● **THE REQUEST**: Find every row below that contains the string "trim", and copy each of those rows in full.

● **EXTRACTED ENTRIES**:
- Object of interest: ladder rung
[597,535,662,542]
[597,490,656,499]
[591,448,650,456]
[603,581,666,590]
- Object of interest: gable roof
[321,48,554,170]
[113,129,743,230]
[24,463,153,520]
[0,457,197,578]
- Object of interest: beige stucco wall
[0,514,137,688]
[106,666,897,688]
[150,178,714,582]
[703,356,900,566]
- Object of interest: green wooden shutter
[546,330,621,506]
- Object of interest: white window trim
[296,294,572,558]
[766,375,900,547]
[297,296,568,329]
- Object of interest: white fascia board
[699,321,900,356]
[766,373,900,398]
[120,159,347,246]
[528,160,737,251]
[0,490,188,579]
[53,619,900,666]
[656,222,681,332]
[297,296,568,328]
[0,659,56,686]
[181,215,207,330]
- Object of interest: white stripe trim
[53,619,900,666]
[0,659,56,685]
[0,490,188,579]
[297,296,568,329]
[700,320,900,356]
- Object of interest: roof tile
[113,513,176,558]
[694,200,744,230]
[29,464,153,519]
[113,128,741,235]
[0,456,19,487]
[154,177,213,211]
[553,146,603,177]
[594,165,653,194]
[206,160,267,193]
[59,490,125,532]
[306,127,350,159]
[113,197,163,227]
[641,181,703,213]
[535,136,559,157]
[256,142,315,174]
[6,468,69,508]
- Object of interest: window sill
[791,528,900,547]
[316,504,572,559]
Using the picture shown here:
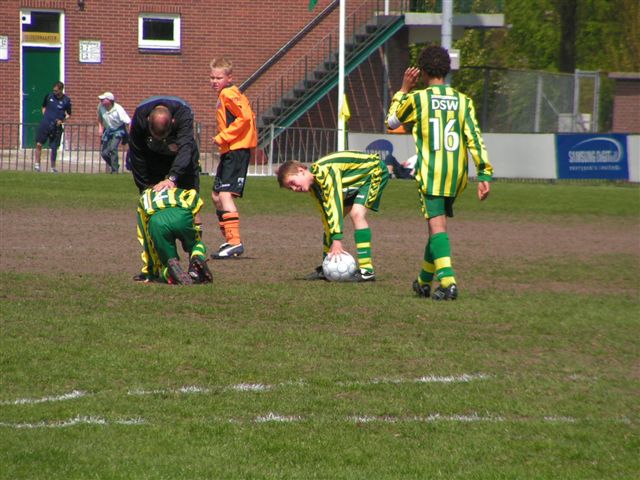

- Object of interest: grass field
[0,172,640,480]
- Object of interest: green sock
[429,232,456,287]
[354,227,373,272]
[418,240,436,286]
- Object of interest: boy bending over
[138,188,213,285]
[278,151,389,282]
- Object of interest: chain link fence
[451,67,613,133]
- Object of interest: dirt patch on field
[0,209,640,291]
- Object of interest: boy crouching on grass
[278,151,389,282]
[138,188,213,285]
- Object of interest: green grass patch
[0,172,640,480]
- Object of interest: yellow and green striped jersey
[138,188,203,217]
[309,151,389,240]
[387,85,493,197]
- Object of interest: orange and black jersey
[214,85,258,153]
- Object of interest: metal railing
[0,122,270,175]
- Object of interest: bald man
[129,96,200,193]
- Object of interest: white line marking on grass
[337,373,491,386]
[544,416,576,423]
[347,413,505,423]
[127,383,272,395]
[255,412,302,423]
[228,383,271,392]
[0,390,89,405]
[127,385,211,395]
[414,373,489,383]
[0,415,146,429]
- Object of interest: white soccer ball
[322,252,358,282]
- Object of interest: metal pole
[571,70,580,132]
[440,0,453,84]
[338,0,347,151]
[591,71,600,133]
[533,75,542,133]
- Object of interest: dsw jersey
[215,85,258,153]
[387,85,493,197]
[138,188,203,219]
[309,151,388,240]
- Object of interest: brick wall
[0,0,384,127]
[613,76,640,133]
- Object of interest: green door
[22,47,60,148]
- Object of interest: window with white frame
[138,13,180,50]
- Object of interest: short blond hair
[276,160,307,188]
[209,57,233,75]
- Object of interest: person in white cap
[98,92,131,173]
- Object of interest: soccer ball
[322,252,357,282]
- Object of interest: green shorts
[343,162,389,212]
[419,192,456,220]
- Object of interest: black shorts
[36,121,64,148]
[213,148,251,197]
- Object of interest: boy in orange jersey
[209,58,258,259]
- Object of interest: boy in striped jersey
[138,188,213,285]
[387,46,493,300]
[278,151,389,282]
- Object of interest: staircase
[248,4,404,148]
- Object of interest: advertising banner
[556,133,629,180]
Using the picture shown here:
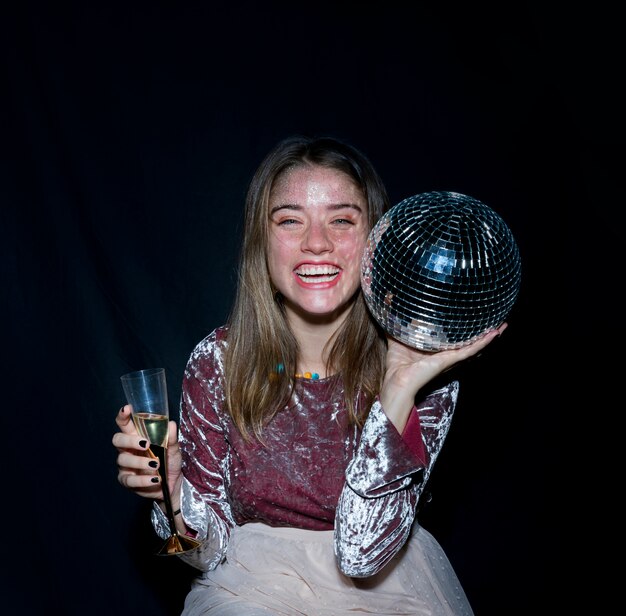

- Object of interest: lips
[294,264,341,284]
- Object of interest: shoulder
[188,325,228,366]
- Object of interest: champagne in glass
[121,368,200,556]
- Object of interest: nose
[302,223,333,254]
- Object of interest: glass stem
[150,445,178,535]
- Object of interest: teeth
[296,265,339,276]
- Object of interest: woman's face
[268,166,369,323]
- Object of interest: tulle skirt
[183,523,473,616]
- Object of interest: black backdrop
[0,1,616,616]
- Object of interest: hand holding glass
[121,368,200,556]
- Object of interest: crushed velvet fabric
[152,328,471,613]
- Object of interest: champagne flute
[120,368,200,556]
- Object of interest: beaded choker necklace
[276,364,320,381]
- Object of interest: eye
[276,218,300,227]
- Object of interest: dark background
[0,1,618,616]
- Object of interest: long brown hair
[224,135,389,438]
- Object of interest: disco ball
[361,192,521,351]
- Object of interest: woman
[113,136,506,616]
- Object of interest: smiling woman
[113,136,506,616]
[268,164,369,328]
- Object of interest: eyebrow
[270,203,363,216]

==

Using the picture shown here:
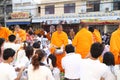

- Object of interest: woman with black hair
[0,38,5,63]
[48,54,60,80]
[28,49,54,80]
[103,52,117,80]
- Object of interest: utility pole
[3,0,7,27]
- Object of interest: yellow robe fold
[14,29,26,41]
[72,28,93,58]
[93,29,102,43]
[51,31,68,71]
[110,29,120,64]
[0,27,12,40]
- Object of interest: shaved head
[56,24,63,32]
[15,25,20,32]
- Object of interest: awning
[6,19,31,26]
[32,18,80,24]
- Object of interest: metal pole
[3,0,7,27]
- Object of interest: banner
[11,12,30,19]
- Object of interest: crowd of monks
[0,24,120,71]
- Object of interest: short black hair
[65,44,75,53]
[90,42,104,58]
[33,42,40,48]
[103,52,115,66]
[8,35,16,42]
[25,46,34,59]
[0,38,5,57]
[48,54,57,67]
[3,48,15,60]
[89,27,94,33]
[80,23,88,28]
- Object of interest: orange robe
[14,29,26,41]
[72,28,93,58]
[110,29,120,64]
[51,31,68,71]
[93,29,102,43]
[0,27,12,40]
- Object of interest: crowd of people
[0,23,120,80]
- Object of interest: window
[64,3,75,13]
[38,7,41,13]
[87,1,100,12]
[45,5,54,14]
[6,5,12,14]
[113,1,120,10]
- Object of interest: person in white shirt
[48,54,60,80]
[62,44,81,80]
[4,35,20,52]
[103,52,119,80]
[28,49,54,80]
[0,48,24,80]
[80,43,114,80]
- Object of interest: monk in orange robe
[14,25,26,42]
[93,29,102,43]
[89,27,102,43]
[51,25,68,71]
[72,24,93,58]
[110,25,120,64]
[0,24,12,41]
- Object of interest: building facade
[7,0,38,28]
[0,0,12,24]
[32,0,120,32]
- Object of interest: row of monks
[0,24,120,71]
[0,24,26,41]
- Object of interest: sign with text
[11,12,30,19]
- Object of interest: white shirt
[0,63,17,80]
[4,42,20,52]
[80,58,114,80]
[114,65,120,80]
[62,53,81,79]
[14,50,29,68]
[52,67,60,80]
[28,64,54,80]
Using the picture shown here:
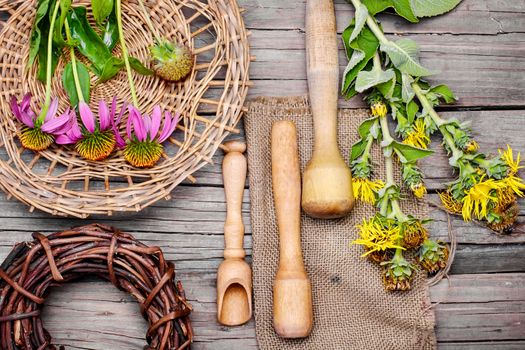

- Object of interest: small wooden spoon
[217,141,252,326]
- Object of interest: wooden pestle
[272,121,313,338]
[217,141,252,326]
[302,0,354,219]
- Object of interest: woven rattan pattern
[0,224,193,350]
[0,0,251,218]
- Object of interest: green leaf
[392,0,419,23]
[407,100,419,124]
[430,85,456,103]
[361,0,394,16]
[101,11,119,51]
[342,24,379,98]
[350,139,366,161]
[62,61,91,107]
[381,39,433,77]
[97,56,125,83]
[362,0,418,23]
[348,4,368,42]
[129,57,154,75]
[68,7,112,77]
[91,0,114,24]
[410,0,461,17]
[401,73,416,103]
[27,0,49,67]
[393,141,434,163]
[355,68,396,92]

● **RESULT OF THIS EXERCISE**:
- Object of interest: white window trim
- Object of interest: white stripe trim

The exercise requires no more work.